*Source document:*

Is a ‘Soft Landing’ for the U.S. Economy Possible? – An Opinion

In an opinion piece for The New York Times, economist Paul Krugman discusses the current state of the US economy and the possibility of achieving a “soft landing” in terms of reducing inflation without causing a significant rise in unemployment. While the pandemic initially caused a significant loss of jobs, recent data shows that employment rates have returned to pre-pandemic projections. However, inflation has surged to levels not seen since the 1980s, and policymakers must work to bring it down.

There is no standard definition of a soft landing, but most economists agree that it would involve achieving an acceptable inflation rate without causing a large increase in unemployment. The Federal Reserve and other central banks have coalesced around the idea that 2 percent inflation is the appropriate target, but achieving this will be difficult. The problem of entrenched inflation due to price and wage revisions makes it hard to slow inflation down. Direct approaches such as price controls or negotiated price restraint have had mixed success.

*Information provided:*
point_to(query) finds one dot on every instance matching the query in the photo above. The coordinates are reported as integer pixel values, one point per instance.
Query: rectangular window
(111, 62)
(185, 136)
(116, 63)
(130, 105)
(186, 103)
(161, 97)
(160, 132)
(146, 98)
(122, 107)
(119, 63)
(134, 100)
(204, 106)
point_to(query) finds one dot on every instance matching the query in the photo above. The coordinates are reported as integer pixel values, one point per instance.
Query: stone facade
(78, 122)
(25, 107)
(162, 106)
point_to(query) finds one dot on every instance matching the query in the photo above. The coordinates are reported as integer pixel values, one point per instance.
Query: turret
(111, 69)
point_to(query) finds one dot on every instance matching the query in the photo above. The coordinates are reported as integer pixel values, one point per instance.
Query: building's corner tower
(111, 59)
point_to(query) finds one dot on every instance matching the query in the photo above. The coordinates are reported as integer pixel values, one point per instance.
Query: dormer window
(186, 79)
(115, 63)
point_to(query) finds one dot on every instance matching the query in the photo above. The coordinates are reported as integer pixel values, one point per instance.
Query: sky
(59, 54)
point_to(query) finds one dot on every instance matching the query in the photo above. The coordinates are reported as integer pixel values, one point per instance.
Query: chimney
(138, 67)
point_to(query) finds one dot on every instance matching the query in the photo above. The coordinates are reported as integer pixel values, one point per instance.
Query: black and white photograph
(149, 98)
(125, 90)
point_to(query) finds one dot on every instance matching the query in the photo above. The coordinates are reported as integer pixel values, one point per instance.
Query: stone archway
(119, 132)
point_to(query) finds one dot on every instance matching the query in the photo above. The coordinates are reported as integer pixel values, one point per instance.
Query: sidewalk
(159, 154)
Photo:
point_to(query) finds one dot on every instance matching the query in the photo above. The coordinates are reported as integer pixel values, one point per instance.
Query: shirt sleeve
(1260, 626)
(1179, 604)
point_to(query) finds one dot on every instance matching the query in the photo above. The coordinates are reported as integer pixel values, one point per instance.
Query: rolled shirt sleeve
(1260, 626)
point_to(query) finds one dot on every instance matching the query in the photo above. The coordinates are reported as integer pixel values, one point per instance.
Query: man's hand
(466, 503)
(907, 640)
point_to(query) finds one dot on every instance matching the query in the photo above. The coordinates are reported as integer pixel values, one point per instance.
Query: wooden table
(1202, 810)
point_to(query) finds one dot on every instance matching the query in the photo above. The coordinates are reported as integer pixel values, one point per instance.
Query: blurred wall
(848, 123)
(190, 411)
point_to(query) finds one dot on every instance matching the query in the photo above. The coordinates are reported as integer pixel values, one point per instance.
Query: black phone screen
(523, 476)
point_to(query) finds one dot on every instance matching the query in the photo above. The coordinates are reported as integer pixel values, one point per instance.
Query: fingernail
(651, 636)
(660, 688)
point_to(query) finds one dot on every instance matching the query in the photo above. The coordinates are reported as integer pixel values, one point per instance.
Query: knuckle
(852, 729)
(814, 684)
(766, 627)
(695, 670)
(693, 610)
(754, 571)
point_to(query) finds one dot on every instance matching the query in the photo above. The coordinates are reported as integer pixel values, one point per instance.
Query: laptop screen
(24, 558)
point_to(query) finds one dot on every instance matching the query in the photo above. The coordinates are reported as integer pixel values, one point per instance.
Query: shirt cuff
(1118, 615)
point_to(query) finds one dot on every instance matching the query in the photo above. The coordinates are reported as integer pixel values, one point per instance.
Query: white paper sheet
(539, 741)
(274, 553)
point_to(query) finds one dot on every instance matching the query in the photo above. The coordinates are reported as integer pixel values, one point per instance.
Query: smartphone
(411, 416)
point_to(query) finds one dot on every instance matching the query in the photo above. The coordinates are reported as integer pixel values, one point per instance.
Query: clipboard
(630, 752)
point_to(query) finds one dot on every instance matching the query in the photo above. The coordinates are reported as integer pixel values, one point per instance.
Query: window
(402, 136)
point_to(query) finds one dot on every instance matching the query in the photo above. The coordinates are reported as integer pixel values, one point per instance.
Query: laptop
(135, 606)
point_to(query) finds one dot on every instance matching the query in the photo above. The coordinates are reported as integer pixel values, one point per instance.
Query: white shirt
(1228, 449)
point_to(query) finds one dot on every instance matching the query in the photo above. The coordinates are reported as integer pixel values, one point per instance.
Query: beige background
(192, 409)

*Exercise aim:*
Answer these questions from the article on a soft landing for the U.S. economy:
(a) Inflation surged to levels not seen since which decade?
(b) What inflation target have the Federal Reserve and other central banks coalesced around?
(c) Which two direct approaches to slowing inflation does the article say have had mixed success?

*Task result:*
(a) The 1980s.
(b) 2 percent inflation.
(c) Price controls and negotiated price restraint.